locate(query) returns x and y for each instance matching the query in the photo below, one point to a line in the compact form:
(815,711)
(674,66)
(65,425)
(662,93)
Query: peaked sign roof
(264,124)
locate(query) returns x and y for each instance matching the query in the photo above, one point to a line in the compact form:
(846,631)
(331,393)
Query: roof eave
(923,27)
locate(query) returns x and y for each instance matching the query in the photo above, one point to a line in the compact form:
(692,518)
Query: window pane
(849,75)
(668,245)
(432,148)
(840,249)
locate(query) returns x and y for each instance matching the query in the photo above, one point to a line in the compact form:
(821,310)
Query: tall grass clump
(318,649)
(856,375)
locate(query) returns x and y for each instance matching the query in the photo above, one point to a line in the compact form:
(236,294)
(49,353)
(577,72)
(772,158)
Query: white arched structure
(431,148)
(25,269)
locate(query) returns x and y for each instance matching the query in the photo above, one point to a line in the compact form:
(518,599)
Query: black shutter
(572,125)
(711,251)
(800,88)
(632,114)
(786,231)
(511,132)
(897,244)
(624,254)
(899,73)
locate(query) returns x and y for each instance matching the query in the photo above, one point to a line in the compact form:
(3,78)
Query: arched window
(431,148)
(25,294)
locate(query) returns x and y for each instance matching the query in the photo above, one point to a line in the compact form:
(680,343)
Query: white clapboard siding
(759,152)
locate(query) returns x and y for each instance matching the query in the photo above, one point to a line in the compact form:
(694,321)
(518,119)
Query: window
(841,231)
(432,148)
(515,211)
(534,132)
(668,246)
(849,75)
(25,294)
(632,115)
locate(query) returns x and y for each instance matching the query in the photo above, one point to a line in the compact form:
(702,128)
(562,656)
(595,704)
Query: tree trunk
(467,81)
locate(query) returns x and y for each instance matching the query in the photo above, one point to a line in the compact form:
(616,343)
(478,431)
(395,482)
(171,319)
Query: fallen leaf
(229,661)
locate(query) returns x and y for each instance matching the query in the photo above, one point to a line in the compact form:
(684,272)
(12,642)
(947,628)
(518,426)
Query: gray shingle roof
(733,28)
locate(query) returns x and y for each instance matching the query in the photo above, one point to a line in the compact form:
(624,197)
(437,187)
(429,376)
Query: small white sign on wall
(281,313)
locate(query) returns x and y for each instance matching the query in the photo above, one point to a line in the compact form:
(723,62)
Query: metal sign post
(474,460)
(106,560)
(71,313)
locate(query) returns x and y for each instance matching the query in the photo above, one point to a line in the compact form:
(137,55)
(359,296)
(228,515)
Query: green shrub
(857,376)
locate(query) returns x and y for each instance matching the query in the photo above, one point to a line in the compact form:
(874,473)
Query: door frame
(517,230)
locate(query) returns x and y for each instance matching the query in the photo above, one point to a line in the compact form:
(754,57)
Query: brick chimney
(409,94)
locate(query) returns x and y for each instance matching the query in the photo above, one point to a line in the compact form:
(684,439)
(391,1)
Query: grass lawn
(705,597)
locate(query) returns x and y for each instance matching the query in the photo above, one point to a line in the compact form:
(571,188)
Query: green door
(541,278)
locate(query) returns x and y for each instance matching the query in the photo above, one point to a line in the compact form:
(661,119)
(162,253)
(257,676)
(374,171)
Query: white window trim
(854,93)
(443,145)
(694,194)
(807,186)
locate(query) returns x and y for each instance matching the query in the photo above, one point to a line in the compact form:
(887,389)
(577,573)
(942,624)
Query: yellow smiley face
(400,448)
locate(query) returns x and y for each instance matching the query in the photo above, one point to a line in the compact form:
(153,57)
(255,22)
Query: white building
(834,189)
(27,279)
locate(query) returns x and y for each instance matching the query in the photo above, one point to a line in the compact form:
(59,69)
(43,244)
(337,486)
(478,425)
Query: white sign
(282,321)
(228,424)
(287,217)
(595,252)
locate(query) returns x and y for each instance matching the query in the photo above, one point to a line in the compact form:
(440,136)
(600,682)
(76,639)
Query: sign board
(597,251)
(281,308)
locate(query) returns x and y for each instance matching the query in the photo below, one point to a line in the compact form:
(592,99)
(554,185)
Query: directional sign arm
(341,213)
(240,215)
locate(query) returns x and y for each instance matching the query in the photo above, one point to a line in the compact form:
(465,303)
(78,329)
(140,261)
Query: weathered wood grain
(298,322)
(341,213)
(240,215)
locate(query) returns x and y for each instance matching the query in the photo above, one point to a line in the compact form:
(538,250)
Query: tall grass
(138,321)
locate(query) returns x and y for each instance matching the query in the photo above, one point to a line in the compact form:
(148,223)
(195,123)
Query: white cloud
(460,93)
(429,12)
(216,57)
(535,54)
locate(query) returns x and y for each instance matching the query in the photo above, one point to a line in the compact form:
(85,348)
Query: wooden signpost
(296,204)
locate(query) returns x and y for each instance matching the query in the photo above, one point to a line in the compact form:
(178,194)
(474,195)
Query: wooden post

• _Task directions_: Please find every line in the data above that contains the string "window" and copy each of those lines. Matching is case-sensitive.

• _Output of the exercise_:
Query: window pane
Query: arched window
Query: window
Query: white window trim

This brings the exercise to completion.